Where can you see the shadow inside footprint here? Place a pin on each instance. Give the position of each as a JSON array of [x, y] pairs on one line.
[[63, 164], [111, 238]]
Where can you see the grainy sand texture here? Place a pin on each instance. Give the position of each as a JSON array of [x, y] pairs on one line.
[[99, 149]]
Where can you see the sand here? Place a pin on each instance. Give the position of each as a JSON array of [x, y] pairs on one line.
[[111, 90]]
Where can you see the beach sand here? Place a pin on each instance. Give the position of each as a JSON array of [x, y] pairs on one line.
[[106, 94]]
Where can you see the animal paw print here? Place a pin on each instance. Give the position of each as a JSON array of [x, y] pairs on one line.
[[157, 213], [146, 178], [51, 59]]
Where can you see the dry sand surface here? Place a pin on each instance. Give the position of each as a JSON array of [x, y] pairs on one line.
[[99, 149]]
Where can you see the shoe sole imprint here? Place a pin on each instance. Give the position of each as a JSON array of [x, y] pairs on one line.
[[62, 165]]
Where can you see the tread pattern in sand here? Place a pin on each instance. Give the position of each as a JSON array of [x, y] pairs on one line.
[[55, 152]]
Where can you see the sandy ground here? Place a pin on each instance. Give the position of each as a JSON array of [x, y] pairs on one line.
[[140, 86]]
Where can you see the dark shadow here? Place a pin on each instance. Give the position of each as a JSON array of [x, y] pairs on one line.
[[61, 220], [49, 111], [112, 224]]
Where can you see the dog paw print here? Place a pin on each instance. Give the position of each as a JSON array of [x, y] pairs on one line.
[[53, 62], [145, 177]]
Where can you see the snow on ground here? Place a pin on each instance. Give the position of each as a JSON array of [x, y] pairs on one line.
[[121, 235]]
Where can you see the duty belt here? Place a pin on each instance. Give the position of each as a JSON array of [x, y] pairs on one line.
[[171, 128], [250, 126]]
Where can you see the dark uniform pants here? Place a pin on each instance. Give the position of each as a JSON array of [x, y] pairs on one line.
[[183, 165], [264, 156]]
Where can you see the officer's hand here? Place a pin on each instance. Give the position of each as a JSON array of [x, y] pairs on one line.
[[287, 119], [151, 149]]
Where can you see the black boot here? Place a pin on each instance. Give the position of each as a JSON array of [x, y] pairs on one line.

#### Hedefiniz
Yukarıdaki listeyi baştan sona, tek bir karakterini bile değiştirmeden kopyala.

#### Alıştırmanın sonucu
Where can you see the shadow inside footprint here? Place a pin on each instance. Give the position of each as a JSON array of [x, y] pairs on one line.
[[63, 164], [111, 238]]
Where can you see the grainy sand texture here? Place a pin on each instance. Give the position of each as a JSON array of [x, y] pairs on one line.
[[99, 149]]
Where can you see the sand here? Place a pin on each instance. Give the position of each as a JSON array of [x, y] pairs on one line.
[[111, 90]]
Where can you see the beach sand here? Place a pin on each instance. Give the position of each as a JSON array of [x, y] pairs on one line.
[[106, 94]]
Where can you see the animal paw print here? Place a pin on each instance. Give the position of each as a JSON array of [x, y] pairs on one line.
[[157, 213], [146, 178], [51, 59]]
Where can you see the dry sand surface here? Place a pin on each instance. Give the position of each as a JSON array of [x, y] pairs on one line.
[[99, 149]]
Where can you see the shoe sole imprint here? Place a pin on each instance. Give the position of each as a JSON array of [x, y] pairs on one line.
[[62, 165]]
Where can you see the tread pattern in sand here? Place a pin on each instance. Give the position of each as a JSON array of [x, y] pairs on one line.
[[55, 152]]
Where can you see the sandy ground here? Place a pin on each instance. Give the position of each as a JSON array of [x, y] pairs on one line.
[[140, 86]]
Where can you see the dark shadow here? Place a pin on each instance. Give the position of each as a JSON array of [x, y] pairs on one line.
[[61, 220], [49, 111], [112, 224]]
Where can you see the dog paw print here? Place a pin on each instance. Give the position of each as a JSON array of [x, y] pairs on one line.
[[53, 62], [145, 177]]
Where can you see the snow on ground here? Place a pin on each instance. Give the position of each as a JSON array of [x, y] pairs on one line.
[[121, 235]]
Where can you see the duty belt here? Place a pin on each instance. Give the position of each as a JSON array of [x, y] pairs on one line.
[[171, 128], [250, 126]]
Where can you see the dark uniform pants here? Place a pin on each instance. Give the position of each as a JSON array of [x, y] pairs on one line.
[[183, 165], [264, 156]]
Where can you see the officer's hand here? Place a pin on each instance. Give the position of each as a JSON array of [x, y] pairs on one line.
[[287, 119], [151, 149]]
Where can you see the black boot here? Place a pin on each instance. Give the position of each as a JSON array of [x, y] pairs on one line.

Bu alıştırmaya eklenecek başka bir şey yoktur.